# Text excerpt
>> start

Terms of Service

    The rules that govern your use of the Emcee marketing site, our client services, and Emcee-owned SaaS products.

    Effective date: May 9, 2026

    1. Acceptance of these terms

    These Terms of Service ("Terms") form a binding agreement between you and Emcee IT Solutions LLC, a Texas limited liability company ("Emcee", "we", "us"). By accessing the Emcee marketing site, engaging us for services, or using any Emcee-owned SaaS product, you agree to these Terms. If you do not agree, do not use the services.

    2. Definitions

    • Marketing Site: the public website at emcee.it and related landing pages.
    • Client Services: custom software development and SaaS development we deliver under contract to client organizations.
    • SaaS Products: software products owned and operated by Emcee.
    • SOW / MSA: a separately signed Statement of Work or Master Services Agreement governing a specific Client Services engagement.
    • Customer Data: data you submit to or generate within an Emcee SaaS Product.

    3. Marketing Site

    3.1 Acceptable use

    You agree not to scrape the site at scale, attempt to bypass security controls, submit false or misleading information through forms, or use the site in any way that could damage, disable, or impair its operation.

>> end

# Provided information

>> start

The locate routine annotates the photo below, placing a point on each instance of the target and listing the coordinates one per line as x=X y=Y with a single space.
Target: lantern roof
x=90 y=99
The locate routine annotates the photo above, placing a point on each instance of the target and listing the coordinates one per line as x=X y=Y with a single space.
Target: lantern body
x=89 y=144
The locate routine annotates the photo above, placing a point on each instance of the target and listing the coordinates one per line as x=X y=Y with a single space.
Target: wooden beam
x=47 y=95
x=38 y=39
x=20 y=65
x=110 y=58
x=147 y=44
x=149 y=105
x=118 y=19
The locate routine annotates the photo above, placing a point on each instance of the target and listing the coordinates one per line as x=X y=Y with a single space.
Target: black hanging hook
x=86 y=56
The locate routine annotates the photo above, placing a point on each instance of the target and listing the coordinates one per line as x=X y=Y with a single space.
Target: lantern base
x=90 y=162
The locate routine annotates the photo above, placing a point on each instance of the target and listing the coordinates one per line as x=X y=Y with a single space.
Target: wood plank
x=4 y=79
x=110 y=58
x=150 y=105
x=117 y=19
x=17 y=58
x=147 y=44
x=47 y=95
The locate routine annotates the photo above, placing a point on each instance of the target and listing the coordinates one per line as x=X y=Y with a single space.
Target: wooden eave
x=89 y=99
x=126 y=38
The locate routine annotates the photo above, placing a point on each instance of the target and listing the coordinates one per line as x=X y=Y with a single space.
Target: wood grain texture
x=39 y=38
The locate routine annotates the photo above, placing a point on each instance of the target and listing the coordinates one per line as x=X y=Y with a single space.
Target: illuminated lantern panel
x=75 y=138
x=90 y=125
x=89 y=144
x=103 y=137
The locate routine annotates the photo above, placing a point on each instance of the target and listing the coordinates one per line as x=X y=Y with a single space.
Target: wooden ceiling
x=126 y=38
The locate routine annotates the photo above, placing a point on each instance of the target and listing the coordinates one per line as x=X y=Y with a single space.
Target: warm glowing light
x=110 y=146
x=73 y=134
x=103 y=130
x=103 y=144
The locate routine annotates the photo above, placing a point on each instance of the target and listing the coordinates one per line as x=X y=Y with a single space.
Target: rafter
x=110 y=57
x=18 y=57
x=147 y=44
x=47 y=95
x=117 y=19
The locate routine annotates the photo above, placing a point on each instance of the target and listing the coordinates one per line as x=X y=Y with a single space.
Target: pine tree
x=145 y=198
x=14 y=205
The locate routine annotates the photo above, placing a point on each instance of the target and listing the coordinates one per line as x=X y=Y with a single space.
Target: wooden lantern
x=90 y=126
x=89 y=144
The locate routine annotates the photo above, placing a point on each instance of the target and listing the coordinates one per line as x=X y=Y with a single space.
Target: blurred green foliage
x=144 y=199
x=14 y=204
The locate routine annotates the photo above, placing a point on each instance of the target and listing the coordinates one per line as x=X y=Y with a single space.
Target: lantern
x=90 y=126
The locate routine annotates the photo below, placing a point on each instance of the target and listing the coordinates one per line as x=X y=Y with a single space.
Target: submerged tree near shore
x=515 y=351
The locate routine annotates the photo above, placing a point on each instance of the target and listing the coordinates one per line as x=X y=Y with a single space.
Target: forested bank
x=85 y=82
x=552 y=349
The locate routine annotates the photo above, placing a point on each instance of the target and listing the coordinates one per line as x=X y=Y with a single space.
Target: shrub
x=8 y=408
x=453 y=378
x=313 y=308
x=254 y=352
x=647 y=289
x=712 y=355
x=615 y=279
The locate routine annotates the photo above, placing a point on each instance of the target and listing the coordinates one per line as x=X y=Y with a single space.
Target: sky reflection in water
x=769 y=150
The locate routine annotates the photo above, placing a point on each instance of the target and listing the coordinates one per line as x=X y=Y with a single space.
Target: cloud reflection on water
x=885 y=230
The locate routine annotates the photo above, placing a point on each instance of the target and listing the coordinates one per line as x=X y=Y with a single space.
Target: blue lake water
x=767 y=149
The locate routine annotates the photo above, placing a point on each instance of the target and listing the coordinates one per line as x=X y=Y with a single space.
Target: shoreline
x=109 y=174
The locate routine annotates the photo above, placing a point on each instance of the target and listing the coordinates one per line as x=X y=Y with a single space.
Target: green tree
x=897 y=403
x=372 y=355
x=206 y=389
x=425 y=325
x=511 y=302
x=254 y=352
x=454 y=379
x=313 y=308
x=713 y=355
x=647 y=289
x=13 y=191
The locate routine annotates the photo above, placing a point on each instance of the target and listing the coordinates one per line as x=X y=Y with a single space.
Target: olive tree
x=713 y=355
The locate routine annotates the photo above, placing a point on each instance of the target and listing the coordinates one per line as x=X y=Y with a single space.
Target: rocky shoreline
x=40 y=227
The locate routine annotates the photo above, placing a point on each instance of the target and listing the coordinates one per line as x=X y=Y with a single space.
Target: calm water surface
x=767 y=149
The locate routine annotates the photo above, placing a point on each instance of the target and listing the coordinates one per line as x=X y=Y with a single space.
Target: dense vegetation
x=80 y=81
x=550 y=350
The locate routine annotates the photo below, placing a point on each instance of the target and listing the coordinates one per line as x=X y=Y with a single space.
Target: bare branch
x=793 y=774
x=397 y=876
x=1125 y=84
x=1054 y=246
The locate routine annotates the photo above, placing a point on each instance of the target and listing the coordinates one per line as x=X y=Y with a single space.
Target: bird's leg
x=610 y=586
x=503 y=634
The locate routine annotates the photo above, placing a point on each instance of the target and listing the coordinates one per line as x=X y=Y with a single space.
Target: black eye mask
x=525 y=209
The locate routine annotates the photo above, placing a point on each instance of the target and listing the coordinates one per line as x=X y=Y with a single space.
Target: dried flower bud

>> end
>> start

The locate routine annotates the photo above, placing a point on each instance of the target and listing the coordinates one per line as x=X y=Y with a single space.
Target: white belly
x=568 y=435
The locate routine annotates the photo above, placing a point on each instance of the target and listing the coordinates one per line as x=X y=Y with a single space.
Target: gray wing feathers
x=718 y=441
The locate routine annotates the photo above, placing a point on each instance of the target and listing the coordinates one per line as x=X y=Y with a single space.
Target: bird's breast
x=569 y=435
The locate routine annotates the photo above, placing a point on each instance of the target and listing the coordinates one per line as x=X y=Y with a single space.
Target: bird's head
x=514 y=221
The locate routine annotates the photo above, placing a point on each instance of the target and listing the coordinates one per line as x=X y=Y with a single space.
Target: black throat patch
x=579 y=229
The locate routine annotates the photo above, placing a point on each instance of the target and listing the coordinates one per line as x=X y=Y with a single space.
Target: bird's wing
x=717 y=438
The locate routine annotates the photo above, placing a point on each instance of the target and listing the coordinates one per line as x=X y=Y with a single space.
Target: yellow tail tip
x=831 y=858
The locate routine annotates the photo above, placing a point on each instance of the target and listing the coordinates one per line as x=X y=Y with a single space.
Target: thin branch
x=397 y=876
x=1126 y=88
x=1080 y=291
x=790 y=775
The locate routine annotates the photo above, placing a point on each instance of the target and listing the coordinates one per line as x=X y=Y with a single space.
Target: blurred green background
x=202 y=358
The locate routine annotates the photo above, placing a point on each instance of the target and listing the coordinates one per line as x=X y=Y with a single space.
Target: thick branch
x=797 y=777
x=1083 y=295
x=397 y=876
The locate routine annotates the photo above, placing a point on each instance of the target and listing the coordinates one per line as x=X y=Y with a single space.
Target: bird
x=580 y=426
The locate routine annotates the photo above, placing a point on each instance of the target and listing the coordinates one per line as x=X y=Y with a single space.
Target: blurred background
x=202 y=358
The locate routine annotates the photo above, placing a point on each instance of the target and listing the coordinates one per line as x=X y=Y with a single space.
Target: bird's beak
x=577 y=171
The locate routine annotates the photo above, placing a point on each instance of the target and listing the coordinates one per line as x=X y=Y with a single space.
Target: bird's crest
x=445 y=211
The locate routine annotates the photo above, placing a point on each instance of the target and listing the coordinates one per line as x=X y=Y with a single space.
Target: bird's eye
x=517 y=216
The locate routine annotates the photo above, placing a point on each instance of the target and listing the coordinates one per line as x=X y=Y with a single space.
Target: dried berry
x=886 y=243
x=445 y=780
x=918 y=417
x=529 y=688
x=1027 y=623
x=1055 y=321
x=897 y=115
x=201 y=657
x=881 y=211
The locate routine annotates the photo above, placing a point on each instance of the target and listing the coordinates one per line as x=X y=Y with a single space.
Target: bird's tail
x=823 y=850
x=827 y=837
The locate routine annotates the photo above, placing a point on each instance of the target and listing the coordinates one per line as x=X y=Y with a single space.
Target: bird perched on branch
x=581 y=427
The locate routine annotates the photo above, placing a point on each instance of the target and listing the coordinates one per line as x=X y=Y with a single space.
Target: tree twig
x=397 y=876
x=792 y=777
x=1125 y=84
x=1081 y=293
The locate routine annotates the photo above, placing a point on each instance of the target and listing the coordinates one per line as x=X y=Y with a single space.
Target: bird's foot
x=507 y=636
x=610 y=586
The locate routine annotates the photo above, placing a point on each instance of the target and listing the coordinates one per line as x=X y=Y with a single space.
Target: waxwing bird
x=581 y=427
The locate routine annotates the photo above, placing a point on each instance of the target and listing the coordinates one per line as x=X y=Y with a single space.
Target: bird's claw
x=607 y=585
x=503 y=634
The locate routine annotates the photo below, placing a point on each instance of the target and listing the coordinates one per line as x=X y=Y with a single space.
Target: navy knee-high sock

>> end

In the terms of service, what kind of company is Emcee IT Solutions LLC? Rely only on the terms of service, not on the records.

# Output of the task
A Texas limited liability company.